Text excerpt:
TYLER, Texas (KLTV) - On March 13, Smith County announced the first three positive cases of COVID-19 within the county.
"I was nervous for our community,” Tyler mayor Martin Heines said.
At that time, Heines was less than two months out from leaving his role as mayor, now faced with a deadly virus spreading within the city. Heines says at the beginning, resources from the federal and state government were scarce.
"You gotta plan for the worst and you can’t depend on anyone else to help us. We were in it by ourselves,” Heines said.
As new cases in Smith County began to climb, most of them in Tyler, Heines was meeting regularly with the joint operations task force and looking at ways to slow the spread.
"Sometimes I get very colorful with my language and I think that was very true in a lot of those meetings,” Heines said.
Weekly press briefings continued as new, positive cases climbed. Smith county’s stay-at-home order went into effect on March 27. Heines says although the economic fallout from the order is significant, he says he believes it played a crucial role in stopping the spread.
"Luckily it didn’t get to the point that it was really spreading like it did in other areas,” Heines said.

Data records:
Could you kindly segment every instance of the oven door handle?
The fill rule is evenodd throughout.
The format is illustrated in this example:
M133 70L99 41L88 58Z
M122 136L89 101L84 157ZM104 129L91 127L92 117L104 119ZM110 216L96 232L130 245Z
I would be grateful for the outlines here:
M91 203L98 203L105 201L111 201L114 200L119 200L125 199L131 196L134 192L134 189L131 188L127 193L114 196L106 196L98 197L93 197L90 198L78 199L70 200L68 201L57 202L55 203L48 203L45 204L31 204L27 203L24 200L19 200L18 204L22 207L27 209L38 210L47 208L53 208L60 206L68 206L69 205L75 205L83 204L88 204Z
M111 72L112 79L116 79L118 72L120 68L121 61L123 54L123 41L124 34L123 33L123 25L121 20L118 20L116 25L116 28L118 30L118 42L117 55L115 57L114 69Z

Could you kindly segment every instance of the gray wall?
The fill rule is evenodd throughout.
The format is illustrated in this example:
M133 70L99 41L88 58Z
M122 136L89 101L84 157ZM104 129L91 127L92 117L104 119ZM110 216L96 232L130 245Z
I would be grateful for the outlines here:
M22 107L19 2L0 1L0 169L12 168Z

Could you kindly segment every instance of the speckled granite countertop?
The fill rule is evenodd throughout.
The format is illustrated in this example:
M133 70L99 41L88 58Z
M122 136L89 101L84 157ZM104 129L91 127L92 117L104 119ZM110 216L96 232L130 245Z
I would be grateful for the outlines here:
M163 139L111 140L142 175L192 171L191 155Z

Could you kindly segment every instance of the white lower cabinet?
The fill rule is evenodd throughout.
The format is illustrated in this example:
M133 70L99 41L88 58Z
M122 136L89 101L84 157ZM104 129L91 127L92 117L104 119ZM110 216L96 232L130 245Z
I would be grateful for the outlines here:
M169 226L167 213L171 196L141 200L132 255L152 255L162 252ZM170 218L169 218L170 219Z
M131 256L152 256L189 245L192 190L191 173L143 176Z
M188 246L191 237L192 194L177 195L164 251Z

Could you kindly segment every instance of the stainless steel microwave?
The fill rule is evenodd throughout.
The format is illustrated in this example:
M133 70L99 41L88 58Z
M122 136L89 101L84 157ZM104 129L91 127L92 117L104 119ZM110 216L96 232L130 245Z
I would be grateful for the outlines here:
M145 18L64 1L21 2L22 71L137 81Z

What to do:
- A) Decide whether each statement agrees with the news story about Tyler's early response to COVID-19. For each, answer yes or no and quote the words of the story that decide it. (i) Smith County's stay-at-home order went into effect on March 27. (ii) At the beginning, resources from the federal and state government were plentiful. (iii) Most of the new cases in Smith County were in Tyler.
- B) Continue the news story about Tyler's early response to COVID-19, starting after its final quote from Heines.

Per-task outputs:
- A)
(i) Yes: "Smith county’s stay-at-home order went into effect on March 27."
(ii) No: "resources from the federal and state government were scarce."
(iii) Yes: "most of them in Tyler"

- B)
With many businesses closed for about a month, the city’s sales tax revenue, which makes up nearly half of their budget, suffered substantial losses.
"What we’ve done already is project the shortfall in sales tax due to COVID and then what we’re doing is cutting back different department budgets so we’ll end up with a balanced budget at the end of the year,” Heines said.
There’s been some discussion between medical experts about whether or not there will be a second wave of COVID-19. Heines says if that’s the case, the city is prepared.
"We never had that level of surge, so I’m very hopeful that even if it does come back in the fall that we’ll be able to handle any sort of reoccurrence,” Heines said.
The city election that was supposed to be held in May is now pushed back to the November general election.